* _CHALLENGE_
Please copy out verbatim the passage of the column on the economy and human nature, starting at "Is an economy simply" and ending at "a sustainable world?".

* _PAGE TEXT_

▬▬▬▬▬▬▬▬▬▬

Houston Chronicle, April 16, 2000, p. 5-C.

By Robert Jensen

 

As the protests in the streets of Washington, DC, unfold on Sunday at the International Monetary Fund and the World Bank meeting, the focus will be on complex fiscal and monetary policy questions. But the underlying struggle is over more basic questions:

What is an economy for, and what does it mean to be a human being in the modern world?

Is an economy simply a system and set of institutions to maximize production no matter what the cost to people and the planet? Or should the goal of an economy be to create conditions under which free human beings can tap their creative potential and work collectively to fashion a sustainable world?

Is money the only measure of value, or does real wealth come from the living capital of the planet?

Do we judge an economy solely on market values? Or do solidarity, compassion and love have a place -- not just in our families and intimate lives, but in public as well, in the way we collectively define ourselves?

These issues arose when a political colleague and I recently debated two business school professors on the question of corporate responsibility. During the discussion, I talked about the sadness that I so often feel living in a society in which such human values are not only marginalized but mocked because they are inconsistent with the demands of the economy. The most vulnerable -- the poor, children, the aged, the sick -- suffer most from this state of affairs. But we all suffer because the conception of human nature inherent in our economy is so debased.

Make no mistake: The view of human nature that underlies corporate capitalism is inhumane and anti-human. We are told that people will respond only to crass self-interest and greed, and hence our economic institutions are built on that notion. Then, when people often do act on self-interest and greed in a system that rewards such behavior, we are told, "See, look at how greedy people are."

It is our task not to accept such facile logic, to reject former British Prime Minister Margaret Thatcher's famous dictate "There is no alternative." There are, of course, alternatives. There is nothing natural or inevitable about capitalism and its underlying assertions about human nature.

We all have experienced situations in which we put aside crass calculations about self-interest and acted out of a sense of solidarity, an understanding that to be fully human means meaningful connection with others. We also all have been, at some time, selfish and greedy. Both are part of human nature. The question is, do we build institutions that encourage our capacity for kindness or for cruelty?

▬▬▬▬▬▬▬▬▬▬

* _STORED RECORDS_
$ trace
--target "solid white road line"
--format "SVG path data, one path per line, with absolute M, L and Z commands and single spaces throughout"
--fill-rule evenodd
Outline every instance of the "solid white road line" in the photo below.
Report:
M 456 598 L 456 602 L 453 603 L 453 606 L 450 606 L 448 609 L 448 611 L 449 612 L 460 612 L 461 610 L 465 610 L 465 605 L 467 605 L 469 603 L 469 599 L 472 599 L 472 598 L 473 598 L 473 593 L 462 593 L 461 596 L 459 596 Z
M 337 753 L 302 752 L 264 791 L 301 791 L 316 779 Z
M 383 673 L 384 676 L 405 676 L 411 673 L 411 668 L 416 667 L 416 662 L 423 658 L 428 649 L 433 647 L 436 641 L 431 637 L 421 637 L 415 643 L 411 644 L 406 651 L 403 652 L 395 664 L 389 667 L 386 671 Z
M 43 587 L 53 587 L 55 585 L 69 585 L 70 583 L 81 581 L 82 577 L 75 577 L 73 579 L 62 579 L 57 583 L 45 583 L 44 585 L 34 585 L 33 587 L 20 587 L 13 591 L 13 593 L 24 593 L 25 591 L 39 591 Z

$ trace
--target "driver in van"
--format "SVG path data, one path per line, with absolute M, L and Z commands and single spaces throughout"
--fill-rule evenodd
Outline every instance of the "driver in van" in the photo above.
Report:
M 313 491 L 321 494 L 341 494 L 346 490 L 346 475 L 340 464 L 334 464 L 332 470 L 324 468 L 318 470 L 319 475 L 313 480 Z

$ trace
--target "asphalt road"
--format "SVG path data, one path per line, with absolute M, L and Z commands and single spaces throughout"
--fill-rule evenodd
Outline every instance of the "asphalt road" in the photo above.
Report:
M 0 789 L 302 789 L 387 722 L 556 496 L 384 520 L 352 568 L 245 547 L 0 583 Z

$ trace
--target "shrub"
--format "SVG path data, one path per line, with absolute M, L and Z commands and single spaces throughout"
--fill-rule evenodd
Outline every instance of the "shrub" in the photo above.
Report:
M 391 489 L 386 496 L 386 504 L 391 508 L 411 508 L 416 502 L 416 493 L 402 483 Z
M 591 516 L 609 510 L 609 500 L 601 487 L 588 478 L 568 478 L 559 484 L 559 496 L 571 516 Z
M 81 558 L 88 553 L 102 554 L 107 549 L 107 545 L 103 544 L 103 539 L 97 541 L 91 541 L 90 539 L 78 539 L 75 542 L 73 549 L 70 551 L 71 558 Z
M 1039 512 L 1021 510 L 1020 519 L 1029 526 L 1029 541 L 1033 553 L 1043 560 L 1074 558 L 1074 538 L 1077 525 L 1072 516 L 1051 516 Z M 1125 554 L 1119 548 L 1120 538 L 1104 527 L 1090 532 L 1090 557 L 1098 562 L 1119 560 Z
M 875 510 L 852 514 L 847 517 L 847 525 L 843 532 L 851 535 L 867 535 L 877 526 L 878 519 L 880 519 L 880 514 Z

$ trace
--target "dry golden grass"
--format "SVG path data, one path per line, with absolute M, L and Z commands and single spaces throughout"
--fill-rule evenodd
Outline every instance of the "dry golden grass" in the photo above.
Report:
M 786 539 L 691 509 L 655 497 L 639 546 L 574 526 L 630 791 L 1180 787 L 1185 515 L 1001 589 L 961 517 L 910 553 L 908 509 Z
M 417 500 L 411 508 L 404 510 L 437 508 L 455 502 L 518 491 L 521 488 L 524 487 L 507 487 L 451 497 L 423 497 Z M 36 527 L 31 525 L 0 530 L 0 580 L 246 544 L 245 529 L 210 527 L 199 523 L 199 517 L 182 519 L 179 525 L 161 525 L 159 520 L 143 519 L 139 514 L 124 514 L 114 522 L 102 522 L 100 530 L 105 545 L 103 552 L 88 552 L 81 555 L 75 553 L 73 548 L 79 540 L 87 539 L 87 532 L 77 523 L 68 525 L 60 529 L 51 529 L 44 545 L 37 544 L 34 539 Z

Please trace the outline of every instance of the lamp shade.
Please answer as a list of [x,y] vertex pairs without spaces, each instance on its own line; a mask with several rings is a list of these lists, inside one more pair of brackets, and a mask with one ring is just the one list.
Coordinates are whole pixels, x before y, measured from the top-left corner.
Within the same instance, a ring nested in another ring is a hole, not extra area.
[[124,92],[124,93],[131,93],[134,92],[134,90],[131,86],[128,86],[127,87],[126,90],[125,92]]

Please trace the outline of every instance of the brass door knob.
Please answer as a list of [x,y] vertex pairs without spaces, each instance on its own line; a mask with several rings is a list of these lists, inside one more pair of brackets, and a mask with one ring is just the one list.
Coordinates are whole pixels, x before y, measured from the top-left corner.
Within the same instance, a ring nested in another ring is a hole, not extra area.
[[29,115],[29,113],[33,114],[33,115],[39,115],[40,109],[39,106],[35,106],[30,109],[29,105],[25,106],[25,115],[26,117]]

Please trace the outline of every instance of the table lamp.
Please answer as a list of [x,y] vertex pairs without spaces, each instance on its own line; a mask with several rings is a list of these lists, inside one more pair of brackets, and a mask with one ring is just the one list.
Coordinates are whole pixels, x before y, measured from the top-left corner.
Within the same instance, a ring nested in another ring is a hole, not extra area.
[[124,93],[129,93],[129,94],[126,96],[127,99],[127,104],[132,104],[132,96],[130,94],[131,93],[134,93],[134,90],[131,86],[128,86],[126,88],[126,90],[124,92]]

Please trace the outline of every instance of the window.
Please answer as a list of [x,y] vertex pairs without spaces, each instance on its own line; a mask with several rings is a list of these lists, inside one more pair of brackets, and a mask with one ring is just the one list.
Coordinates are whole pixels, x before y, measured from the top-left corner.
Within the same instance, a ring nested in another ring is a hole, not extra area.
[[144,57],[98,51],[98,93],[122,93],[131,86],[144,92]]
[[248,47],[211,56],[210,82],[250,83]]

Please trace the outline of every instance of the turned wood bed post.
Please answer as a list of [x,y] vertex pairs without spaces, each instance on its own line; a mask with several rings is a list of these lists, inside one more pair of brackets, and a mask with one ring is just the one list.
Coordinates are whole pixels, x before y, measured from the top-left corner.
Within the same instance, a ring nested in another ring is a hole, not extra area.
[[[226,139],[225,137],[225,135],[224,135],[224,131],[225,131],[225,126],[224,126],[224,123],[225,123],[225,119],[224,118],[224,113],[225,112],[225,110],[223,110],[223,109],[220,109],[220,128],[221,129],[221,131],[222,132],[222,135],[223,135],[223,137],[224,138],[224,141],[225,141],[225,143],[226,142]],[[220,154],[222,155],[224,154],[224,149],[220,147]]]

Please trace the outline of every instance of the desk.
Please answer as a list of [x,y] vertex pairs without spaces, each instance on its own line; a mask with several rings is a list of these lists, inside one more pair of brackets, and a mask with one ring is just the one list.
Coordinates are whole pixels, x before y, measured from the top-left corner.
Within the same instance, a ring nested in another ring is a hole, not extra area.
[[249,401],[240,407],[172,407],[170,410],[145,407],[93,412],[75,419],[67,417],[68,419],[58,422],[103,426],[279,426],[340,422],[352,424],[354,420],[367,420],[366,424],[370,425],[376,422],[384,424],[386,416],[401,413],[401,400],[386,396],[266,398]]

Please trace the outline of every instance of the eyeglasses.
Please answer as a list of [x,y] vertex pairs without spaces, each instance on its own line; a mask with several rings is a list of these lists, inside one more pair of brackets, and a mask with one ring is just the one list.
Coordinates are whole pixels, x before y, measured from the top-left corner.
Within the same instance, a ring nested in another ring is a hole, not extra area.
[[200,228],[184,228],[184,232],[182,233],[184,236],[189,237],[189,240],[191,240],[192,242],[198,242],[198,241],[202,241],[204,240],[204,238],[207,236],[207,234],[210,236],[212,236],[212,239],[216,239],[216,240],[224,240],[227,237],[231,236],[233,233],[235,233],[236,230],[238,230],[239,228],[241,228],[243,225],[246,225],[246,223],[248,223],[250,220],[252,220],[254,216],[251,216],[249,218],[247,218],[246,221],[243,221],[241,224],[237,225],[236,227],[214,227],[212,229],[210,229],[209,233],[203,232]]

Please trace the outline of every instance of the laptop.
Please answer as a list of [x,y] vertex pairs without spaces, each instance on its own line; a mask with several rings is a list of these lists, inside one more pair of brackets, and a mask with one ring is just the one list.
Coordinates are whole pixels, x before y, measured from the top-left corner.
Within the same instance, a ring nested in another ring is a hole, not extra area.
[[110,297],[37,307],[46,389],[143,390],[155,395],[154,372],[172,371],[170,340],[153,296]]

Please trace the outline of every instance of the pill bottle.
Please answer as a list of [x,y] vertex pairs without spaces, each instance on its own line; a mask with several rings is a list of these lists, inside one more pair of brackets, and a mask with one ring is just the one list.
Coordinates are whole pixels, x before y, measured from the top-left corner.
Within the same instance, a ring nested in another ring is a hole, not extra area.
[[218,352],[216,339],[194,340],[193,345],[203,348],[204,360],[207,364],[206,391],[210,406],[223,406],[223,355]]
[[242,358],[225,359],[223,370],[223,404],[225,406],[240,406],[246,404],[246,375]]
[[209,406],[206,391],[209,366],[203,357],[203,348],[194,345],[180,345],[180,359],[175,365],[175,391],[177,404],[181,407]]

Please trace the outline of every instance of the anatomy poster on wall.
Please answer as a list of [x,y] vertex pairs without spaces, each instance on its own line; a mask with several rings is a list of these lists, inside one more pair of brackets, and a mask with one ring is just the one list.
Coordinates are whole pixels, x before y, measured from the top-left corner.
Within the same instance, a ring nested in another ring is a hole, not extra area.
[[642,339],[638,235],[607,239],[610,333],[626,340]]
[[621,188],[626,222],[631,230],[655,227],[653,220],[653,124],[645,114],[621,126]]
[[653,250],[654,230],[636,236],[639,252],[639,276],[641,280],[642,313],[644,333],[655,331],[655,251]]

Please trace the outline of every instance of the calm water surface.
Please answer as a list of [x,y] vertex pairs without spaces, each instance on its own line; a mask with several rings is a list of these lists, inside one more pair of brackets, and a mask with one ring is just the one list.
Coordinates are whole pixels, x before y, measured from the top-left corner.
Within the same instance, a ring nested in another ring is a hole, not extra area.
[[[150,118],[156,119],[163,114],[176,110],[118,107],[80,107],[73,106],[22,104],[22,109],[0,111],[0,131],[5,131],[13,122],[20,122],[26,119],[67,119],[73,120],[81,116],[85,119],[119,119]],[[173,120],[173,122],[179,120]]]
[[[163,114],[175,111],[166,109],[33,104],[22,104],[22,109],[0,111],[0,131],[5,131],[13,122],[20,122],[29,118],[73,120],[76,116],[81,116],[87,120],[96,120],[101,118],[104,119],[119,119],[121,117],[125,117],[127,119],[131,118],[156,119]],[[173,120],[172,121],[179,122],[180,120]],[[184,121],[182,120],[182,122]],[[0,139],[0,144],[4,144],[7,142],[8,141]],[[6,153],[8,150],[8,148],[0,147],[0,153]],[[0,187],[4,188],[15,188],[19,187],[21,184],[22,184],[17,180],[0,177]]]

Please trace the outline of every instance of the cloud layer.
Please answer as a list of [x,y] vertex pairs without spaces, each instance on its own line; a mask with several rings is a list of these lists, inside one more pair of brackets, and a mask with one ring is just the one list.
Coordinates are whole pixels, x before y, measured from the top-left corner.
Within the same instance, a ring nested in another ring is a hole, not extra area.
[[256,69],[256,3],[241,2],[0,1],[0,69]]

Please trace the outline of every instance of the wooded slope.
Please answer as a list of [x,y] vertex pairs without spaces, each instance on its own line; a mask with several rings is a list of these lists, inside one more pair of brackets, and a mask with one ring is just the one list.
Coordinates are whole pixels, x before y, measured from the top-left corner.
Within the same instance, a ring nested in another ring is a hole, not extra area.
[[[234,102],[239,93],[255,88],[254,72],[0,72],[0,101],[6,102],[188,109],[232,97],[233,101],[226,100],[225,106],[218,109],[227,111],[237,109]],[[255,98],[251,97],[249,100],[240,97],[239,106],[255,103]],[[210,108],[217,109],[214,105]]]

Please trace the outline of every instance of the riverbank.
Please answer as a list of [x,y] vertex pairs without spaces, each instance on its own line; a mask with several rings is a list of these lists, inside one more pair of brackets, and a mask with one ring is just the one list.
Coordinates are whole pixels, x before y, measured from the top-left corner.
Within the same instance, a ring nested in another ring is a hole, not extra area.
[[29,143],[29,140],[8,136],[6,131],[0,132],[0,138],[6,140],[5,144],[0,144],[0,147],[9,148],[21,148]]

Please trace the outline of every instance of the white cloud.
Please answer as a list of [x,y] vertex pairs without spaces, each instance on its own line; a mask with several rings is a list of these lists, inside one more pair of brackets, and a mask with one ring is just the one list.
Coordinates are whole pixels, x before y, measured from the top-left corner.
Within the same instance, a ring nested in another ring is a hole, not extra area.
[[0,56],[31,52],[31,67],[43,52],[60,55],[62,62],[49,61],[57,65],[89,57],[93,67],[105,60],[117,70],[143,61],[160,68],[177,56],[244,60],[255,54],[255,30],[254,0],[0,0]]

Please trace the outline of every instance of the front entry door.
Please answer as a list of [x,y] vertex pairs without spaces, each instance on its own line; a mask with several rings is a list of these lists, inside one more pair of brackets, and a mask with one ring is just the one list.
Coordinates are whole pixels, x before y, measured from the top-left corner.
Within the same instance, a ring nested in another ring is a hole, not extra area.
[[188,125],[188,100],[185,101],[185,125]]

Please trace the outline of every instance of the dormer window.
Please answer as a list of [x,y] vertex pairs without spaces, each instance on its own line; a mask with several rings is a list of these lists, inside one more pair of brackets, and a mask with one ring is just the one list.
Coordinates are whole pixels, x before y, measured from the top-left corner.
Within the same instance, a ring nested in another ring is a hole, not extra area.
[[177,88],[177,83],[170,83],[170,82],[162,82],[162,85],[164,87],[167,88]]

▬▬▬▬▬▬▬▬▬▬

* _RESPONSE TO THE TASK_
Is an economy simply a system and set of institutions to maximize production no matter what the cost to people and the planet? Or should the goal of an economy be to create conditions under which free human beings can tap their creative potential and work collectively to fashion a sustainable world?